> _GIVEN EXERCISE_
Reproduce the items below word for word, from their first line through the line holding "[[632, 338], [197, 341], [93, 279]]", inclusive. Leave the pictures out.

***** MATERIAL *****

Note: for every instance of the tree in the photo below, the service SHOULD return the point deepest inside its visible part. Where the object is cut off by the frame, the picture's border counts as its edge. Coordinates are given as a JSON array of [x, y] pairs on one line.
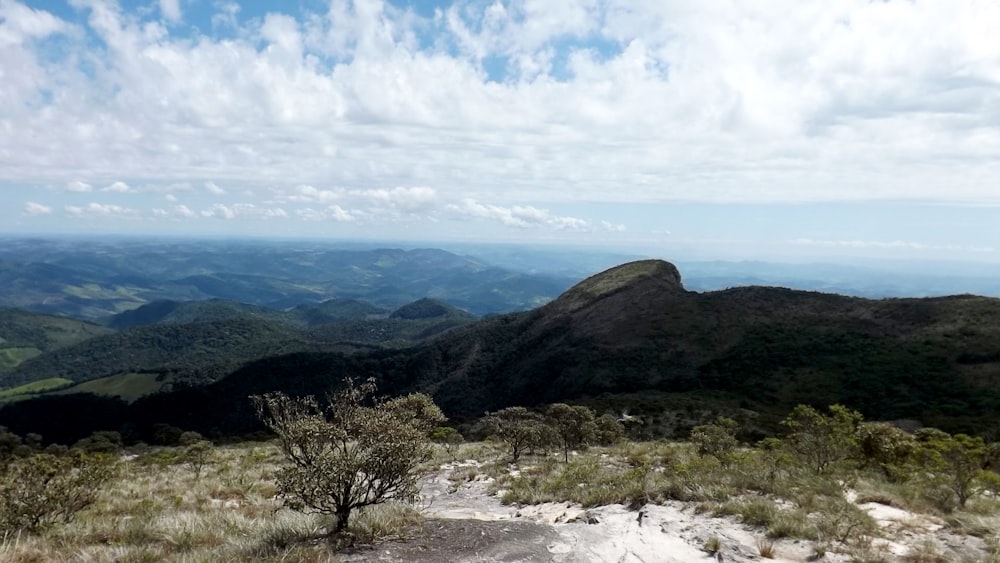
[[520, 429], [449, 439], [886, 447], [43, 489], [953, 464], [822, 441], [609, 430], [716, 439], [575, 426], [349, 454]]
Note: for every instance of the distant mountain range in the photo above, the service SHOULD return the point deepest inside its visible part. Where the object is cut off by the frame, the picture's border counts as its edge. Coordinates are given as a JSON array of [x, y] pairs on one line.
[[632, 338], [197, 341], [93, 279]]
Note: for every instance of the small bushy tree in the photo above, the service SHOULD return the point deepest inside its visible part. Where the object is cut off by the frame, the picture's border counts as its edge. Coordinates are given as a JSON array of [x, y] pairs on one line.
[[349, 454], [449, 439], [887, 448], [575, 426], [43, 489], [520, 429], [952, 465], [609, 430], [820, 441], [716, 439]]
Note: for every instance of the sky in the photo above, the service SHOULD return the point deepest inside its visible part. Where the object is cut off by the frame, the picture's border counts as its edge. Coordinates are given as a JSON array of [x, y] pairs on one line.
[[717, 129]]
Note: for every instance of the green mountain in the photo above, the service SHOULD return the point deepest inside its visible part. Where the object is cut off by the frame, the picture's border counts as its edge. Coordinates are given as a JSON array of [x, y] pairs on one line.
[[94, 279], [176, 312], [429, 309], [198, 341], [25, 335], [634, 339]]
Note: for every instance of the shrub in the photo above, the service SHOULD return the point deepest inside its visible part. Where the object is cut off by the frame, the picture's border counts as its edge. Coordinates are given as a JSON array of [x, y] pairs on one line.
[[716, 439], [43, 489], [520, 429], [449, 439], [952, 466], [609, 430], [575, 426], [102, 442], [886, 448], [347, 455], [822, 442]]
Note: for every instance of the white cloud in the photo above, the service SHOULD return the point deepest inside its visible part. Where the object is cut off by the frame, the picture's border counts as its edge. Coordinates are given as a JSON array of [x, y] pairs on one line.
[[19, 23], [177, 212], [171, 10], [94, 210], [214, 189], [365, 112], [229, 212], [33, 209], [517, 216], [891, 244], [78, 186], [331, 213], [117, 187]]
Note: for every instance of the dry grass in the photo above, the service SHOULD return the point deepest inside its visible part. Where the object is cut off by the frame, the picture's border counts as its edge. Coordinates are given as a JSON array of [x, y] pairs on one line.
[[162, 512]]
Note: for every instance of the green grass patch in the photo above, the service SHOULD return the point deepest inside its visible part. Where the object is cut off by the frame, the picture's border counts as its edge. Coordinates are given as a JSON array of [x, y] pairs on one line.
[[34, 387], [127, 386], [12, 357]]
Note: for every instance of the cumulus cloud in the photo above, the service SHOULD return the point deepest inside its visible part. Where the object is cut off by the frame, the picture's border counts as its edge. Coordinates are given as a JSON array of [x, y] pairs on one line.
[[96, 210], [229, 212], [520, 216], [32, 208], [214, 189], [493, 111], [78, 186], [117, 187], [177, 212], [890, 245], [171, 10]]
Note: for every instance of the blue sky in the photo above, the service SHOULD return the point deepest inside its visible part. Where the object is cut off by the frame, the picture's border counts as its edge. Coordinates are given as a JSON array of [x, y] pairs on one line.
[[793, 130]]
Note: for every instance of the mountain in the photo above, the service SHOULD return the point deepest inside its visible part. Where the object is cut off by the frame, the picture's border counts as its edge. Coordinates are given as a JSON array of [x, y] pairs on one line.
[[334, 310], [197, 341], [25, 335], [177, 312], [633, 338], [95, 279], [429, 309]]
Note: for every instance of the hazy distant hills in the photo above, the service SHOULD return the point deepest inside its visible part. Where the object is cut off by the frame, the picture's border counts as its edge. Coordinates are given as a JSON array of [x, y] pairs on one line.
[[197, 341], [25, 335], [633, 338], [93, 279]]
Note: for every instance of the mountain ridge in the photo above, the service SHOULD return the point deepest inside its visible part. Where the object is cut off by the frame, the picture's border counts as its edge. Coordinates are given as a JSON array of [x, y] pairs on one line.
[[634, 332]]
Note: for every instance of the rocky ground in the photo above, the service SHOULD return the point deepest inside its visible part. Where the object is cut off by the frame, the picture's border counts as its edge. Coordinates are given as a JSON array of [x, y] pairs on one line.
[[465, 523]]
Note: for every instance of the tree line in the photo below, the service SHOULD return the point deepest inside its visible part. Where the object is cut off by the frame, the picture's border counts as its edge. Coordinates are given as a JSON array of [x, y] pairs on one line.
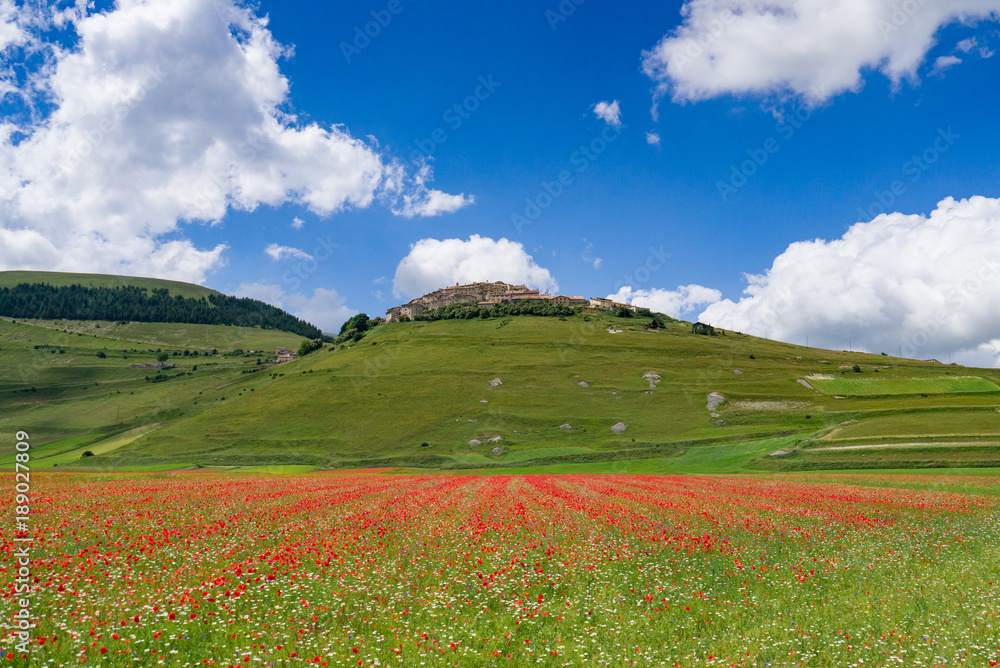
[[138, 304]]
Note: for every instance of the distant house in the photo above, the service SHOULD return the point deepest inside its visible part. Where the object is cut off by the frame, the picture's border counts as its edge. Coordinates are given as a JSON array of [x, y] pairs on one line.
[[564, 300]]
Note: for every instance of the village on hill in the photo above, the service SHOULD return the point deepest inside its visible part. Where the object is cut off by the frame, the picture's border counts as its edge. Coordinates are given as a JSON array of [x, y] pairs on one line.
[[488, 295]]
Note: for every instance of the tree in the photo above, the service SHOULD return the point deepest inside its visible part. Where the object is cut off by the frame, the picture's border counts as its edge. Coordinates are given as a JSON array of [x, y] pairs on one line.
[[360, 322], [308, 346]]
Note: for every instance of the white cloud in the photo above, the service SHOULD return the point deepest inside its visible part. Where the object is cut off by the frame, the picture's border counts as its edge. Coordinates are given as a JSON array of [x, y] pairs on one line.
[[609, 112], [166, 112], [926, 284], [427, 202], [967, 45], [325, 309], [436, 263], [278, 252], [815, 49], [675, 303], [944, 62]]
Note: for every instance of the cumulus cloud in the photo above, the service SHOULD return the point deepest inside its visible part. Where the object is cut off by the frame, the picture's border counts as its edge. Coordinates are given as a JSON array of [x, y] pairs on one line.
[[163, 113], [436, 263], [944, 62], [278, 252], [325, 309], [427, 202], [609, 112], [675, 303], [926, 285], [815, 49]]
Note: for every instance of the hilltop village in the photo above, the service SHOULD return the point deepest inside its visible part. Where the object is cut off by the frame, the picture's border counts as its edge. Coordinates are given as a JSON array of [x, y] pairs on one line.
[[489, 295]]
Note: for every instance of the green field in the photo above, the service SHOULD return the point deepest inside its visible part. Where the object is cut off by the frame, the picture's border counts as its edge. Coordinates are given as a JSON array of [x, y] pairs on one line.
[[9, 279], [869, 387], [418, 396]]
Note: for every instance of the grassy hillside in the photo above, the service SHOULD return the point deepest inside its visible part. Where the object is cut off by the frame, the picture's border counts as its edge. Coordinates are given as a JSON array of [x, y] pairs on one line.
[[420, 395], [9, 279], [54, 385]]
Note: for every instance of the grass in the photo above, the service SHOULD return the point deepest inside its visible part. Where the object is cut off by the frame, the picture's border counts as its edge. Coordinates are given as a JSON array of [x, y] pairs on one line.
[[416, 394], [9, 279], [866, 387], [238, 569]]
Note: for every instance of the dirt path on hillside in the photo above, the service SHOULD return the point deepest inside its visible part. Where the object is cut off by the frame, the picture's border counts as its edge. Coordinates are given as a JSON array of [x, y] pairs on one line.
[[905, 445]]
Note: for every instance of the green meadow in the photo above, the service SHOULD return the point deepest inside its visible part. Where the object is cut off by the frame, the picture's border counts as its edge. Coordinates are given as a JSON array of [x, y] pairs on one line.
[[425, 396]]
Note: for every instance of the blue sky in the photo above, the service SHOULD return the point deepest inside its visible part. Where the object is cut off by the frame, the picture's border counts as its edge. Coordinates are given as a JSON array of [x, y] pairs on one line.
[[832, 120]]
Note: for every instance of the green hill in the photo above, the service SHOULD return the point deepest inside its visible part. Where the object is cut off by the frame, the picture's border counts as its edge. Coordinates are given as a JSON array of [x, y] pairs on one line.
[[9, 279], [419, 395], [123, 299]]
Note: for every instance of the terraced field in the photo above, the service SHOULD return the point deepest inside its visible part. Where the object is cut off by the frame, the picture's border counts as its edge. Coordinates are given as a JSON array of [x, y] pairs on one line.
[[870, 387]]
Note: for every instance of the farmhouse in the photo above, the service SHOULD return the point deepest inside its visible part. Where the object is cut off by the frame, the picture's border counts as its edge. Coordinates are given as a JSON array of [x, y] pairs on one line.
[[488, 295]]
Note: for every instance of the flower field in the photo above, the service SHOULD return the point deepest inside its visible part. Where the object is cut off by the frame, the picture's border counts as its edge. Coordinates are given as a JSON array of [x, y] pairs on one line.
[[382, 570]]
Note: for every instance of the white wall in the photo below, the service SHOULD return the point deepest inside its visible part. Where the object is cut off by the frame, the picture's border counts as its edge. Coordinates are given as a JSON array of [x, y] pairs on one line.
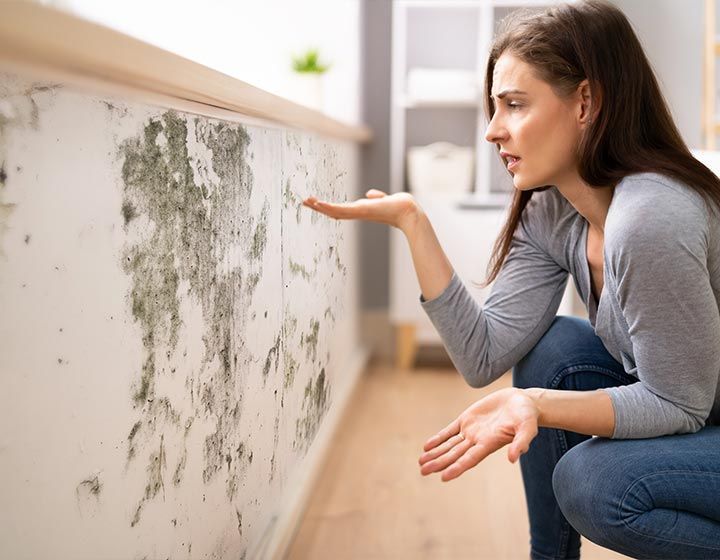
[[252, 40], [177, 333]]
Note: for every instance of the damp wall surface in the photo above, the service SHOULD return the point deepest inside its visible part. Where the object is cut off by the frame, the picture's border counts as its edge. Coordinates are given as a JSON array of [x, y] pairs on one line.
[[174, 326]]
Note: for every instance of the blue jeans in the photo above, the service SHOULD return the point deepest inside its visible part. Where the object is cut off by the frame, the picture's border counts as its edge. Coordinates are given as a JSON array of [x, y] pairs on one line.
[[653, 498]]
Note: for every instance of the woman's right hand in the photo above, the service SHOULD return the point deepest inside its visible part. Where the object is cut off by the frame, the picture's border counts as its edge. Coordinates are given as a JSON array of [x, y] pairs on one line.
[[399, 209]]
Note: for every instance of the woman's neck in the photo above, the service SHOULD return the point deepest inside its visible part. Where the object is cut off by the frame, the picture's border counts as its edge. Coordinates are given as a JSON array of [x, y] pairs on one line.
[[592, 203]]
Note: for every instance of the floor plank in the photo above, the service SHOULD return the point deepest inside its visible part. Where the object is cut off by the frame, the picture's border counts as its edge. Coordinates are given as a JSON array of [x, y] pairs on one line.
[[371, 501]]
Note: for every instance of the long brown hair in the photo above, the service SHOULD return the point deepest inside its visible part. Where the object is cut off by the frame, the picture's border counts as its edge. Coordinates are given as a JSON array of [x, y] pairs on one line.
[[633, 131]]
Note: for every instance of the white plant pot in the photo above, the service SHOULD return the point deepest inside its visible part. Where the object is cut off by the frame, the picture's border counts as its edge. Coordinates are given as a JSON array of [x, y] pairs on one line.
[[307, 89]]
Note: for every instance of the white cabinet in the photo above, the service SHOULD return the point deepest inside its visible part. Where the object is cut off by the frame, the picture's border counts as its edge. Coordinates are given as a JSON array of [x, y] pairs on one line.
[[446, 35]]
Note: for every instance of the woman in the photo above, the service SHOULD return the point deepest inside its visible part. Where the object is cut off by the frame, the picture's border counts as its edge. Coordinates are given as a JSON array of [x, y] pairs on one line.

*****

> _RESPONSE FOR THIS EXERCISE_
Note: for every instance of the tree in the photo below, the service SHOULD return the point deepest inside its visible part. Where the object is cut off by the frame, the picture's border counts as its edge. Coordinates are given as a JSON array of [x, y] pairs on one line.
[[520, 429], [449, 439], [886, 447], [43, 489], [953, 464], [822, 441], [609, 430], [716, 439], [575, 426], [349, 454]]
Note: for every instance of the distant mountain range in the photo above, the service SHOULD return the point deepest inside its visible part. Where the object is cut off by the frame, the picture's border counts as its edge. Coordinates are given as a JSON array of [x, y] pairs on one line.
[[632, 338], [197, 341], [93, 279]]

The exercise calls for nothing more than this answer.